EXERCISE DIRECTIONS: Leaving out all pictures, return the records word for word.

MATERIALS PROVIDED:
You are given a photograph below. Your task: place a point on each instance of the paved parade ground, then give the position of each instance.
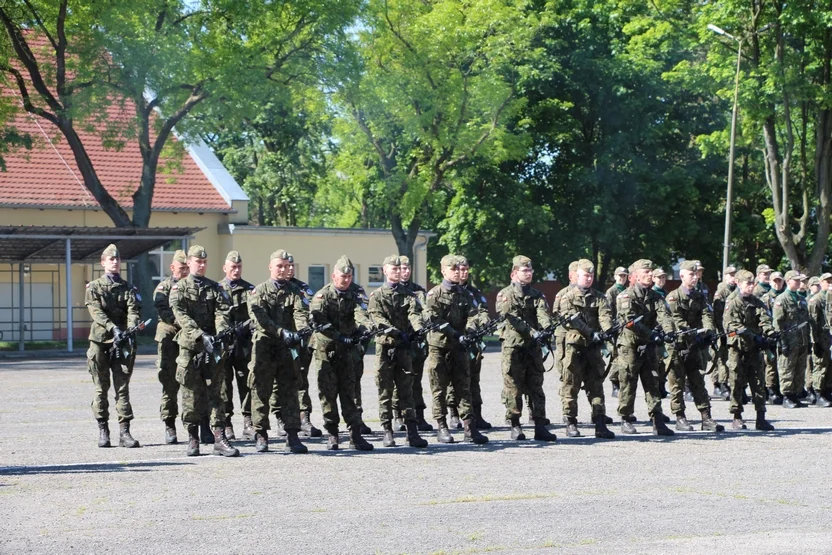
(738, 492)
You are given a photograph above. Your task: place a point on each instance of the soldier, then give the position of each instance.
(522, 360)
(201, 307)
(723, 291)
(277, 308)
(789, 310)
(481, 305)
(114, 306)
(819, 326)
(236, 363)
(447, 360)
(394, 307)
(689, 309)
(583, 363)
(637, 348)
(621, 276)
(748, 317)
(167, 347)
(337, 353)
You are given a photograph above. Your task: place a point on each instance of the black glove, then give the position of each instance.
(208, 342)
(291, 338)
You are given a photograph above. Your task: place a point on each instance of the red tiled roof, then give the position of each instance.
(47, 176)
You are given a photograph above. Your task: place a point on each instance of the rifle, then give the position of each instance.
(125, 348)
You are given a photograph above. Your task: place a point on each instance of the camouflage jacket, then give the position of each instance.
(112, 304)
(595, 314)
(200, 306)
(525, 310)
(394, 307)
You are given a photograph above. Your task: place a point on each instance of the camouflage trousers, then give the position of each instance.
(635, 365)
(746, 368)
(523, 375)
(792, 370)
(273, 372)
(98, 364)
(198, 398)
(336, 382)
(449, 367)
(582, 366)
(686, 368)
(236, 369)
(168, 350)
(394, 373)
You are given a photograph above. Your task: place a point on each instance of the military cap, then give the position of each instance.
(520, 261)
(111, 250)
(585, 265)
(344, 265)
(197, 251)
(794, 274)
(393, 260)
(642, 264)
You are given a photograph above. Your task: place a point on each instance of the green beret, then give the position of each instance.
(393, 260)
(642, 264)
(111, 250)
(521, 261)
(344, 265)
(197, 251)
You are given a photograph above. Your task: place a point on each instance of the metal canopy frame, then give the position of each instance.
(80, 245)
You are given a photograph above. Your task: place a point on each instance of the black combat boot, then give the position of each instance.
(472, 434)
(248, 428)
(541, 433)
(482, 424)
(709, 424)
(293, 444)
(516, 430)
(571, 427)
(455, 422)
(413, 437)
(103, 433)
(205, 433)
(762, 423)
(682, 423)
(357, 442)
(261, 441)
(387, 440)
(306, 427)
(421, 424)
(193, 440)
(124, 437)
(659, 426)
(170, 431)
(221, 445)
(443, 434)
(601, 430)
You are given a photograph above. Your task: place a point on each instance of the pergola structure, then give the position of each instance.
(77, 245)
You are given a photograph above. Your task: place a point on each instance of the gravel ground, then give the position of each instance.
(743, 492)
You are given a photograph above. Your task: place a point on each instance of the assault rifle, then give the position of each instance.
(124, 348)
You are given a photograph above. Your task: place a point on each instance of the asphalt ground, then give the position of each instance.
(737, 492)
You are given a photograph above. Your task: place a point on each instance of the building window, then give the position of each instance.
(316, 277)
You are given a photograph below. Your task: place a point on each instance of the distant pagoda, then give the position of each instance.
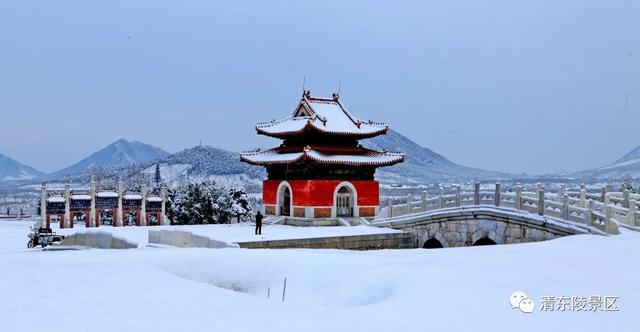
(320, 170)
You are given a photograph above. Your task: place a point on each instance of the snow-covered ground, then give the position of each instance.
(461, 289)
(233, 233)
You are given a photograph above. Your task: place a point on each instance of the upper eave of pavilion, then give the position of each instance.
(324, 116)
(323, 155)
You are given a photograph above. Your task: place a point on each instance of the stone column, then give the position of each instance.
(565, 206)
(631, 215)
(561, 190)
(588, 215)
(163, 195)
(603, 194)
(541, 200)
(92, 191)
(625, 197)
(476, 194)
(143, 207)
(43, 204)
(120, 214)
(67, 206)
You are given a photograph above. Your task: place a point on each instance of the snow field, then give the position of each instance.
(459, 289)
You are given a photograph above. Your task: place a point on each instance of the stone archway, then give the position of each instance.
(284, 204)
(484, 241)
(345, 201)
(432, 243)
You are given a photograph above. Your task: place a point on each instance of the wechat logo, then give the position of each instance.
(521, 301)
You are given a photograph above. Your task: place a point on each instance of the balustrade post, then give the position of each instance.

THE ANSWER:
You are given a photograph below. Your task: place a point on each instance of the paved parade ground, then give the position of each instance.
(738, 492)
You are given a photograph above. Your task: place a point on each instance of the soldier, then give the position of each instance.
(522, 360)
(201, 307)
(723, 291)
(277, 308)
(789, 310)
(481, 305)
(114, 306)
(819, 326)
(236, 363)
(447, 360)
(394, 307)
(689, 309)
(583, 363)
(637, 348)
(621, 276)
(748, 317)
(167, 347)
(337, 353)
You are given a photograph above. Your task: place a point on each instance of the black glove, then give the position of each instance.
(208, 342)
(291, 338)
You are given a photograph above. Your task: place a point on each instance of the red tiled roof, then give the position of each instance.
(47, 176)
You are given a photograph above. Your task: place a point on each instance of the rifle, then give the position of each instance.
(125, 348)
You are given a photograph above. Your task: place a point on each instance of the camouflage jacket, then give the position of each instance.
(112, 304)
(595, 314)
(200, 306)
(525, 310)
(394, 307)
You are given a photograph above. Your task: place a point on each instance of the camouflage trousers, then give the position of each instance.
(635, 365)
(746, 368)
(523, 375)
(792, 370)
(273, 372)
(98, 364)
(198, 398)
(336, 382)
(449, 367)
(582, 366)
(686, 368)
(236, 369)
(168, 350)
(394, 373)
You are given a photograph above. Your task: place a point on each instance of the military cap, then give the position of each instance.
(520, 261)
(111, 250)
(585, 265)
(344, 265)
(197, 251)
(794, 274)
(393, 260)
(642, 264)
You are given a photograph above. Your task: place a point on each instance of the green beret, then give the position of each instance.
(393, 260)
(642, 264)
(111, 250)
(521, 261)
(344, 265)
(197, 251)
You are given a photograph above. Your task: place a point on each instance of the metal canopy frame, then give the position of each instance.
(80, 245)
You are given a photograph above. Your task: place a point on each instance of the black combat boot, then give the position of each instance.
(472, 434)
(248, 428)
(541, 433)
(482, 424)
(709, 424)
(293, 444)
(516, 430)
(571, 427)
(455, 422)
(413, 437)
(103, 433)
(205, 433)
(762, 423)
(682, 423)
(357, 442)
(261, 441)
(387, 440)
(306, 427)
(421, 424)
(193, 440)
(124, 437)
(659, 426)
(170, 431)
(221, 445)
(443, 434)
(601, 430)
You are given a photograph above. Your task: place a point on each instance of the pergola structure, then give the position of each instance.
(77, 245)
You are given a photograph above. Your task: place a point on each instance of the gravel ground, then give the position of each instance.
(743, 492)
You are given a photograph above. Your task: place a point on each instance of the assault rifle, then give the position of each instance.
(124, 348)
You are given a photograph above. Your task: place a point on each instance of the asphalt ground, then give the position of each instance.
(737, 492)
You are given a photograph above. Your task: place a point on each instance of the building window, then give the position of each instance.
(316, 277)
You are given a photograph below. Your task: place a point on each instance of the distant pagoda, then give the position of each instance.
(320, 170)
You are given a photograph above. Your task: place a point on each instance of the snow-covered ground, then give the position of each instance.
(461, 289)
(233, 233)
You are given a photograph above. Your task: place a point on each instance of the upper eave of pavilion, then give the position of each instance.
(324, 116)
(323, 155)
You are given a photograph above. Your task: place a point on each instance of the stone column, then give the position of each instance.
(565, 206)
(631, 215)
(561, 190)
(588, 215)
(163, 195)
(603, 194)
(541, 200)
(92, 191)
(625, 197)
(476, 194)
(143, 207)
(43, 204)
(120, 214)
(67, 206)
You are given a photograph above. Your task: place a point on each instance of the snow field, then give the position of each instance.
(459, 289)
You are given a photograph above. Your task: place a point on each instance of the stone archway, then give the position of each instance.
(284, 204)
(484, 241)
(345, 201)
(432, 243)
You are given a photograph above. Your task: place a point on each instance of the wechat logo, then give the position of each instance.
(521, 301)
You are given a photograph above. Your task: place a point on each instance of the balustrade post, then give the position of each instance.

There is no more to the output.